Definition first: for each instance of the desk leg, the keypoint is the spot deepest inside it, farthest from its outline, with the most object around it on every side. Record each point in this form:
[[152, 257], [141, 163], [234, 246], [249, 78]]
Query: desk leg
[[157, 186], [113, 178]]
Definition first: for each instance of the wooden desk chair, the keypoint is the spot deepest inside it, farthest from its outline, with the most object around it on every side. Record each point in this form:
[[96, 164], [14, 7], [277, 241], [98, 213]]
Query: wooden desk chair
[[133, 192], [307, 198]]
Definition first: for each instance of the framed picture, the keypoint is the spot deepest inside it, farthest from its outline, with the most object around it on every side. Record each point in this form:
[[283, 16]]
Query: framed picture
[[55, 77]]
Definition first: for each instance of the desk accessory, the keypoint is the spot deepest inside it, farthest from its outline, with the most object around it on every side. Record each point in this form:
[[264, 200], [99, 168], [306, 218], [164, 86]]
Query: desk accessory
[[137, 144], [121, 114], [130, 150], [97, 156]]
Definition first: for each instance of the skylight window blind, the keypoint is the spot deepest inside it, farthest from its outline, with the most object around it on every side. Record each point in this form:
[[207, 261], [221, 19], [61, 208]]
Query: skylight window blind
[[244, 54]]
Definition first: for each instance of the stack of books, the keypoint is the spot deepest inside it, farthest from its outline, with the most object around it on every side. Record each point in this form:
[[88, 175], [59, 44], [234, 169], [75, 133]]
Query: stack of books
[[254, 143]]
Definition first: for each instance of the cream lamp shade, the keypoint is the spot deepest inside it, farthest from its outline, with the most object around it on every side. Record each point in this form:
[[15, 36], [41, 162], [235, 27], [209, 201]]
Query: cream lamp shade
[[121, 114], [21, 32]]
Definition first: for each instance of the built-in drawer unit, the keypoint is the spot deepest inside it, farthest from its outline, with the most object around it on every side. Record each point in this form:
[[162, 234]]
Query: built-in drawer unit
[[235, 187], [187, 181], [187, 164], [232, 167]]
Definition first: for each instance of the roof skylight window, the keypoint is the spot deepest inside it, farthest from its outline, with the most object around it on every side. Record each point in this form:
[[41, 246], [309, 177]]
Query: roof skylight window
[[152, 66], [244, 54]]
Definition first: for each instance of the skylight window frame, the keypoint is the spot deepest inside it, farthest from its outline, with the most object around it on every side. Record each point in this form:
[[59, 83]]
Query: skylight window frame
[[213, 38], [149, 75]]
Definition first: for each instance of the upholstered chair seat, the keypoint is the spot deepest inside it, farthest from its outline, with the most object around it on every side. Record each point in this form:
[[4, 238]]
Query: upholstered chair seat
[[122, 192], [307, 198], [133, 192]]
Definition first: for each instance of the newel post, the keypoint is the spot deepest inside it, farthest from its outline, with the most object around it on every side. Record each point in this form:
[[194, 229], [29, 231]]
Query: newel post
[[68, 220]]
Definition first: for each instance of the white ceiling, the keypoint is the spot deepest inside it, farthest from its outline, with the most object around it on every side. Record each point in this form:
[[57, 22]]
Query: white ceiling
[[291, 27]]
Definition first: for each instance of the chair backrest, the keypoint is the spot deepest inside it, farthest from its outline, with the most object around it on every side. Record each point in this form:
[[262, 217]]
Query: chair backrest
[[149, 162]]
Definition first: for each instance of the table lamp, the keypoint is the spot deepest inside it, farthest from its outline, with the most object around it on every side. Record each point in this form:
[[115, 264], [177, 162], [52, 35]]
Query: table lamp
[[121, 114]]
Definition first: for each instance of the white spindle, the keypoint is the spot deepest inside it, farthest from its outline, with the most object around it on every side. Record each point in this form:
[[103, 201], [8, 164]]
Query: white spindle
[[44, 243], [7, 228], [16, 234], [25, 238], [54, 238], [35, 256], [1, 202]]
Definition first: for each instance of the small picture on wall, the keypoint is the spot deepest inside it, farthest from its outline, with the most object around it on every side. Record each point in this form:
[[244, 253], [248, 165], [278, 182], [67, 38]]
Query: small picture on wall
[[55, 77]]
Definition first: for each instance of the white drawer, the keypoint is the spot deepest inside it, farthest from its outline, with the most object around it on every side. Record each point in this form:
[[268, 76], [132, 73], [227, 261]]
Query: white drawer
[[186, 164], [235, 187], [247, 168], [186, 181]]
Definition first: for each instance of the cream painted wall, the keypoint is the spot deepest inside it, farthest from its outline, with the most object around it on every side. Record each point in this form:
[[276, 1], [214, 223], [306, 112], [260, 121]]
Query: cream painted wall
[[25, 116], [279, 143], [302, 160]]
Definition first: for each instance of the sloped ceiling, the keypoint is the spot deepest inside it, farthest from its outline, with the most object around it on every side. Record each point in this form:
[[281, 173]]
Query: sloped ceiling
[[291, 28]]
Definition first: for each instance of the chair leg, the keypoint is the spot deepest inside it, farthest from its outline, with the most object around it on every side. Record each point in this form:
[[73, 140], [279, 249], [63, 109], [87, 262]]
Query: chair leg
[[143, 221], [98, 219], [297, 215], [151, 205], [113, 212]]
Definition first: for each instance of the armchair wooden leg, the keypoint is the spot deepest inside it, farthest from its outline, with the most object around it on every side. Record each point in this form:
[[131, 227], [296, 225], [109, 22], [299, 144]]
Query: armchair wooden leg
- - -
▶ _Given problem_: Copy the data from the line containing "window frame, the" through the line containing "[[68, 220]]", renaming "newel post" to "stair post" and leaving everything else unchanged.

▶ _Solution below_:
Definition first: for each instance of the skylight window frame, the keypoint is the spot deepest inside it, farthest from its outline, with the most object around it on every side. Record each point in this form:
[[59, 83]]
Query: skylight window frame
[[213, 38], [149, 75]]
Definition first: for each instance of the upholstered chair seat, the keypoint is the spot deepest inside it, farthest from its outline, with the most object around it on every side. Record each point in this form:
[[4, 238]]
Query: upholstered chair seat
[[122, 192], [307, 198], [133, 192]]
Definition first: for each instance of the stair post, the keypoint is the spot deepest inside it, farthest from its outline, with the most object around it on every side. Record each point in this form:
[[194, 229], [29, 231]]
Query: stair post
[[68, 220]]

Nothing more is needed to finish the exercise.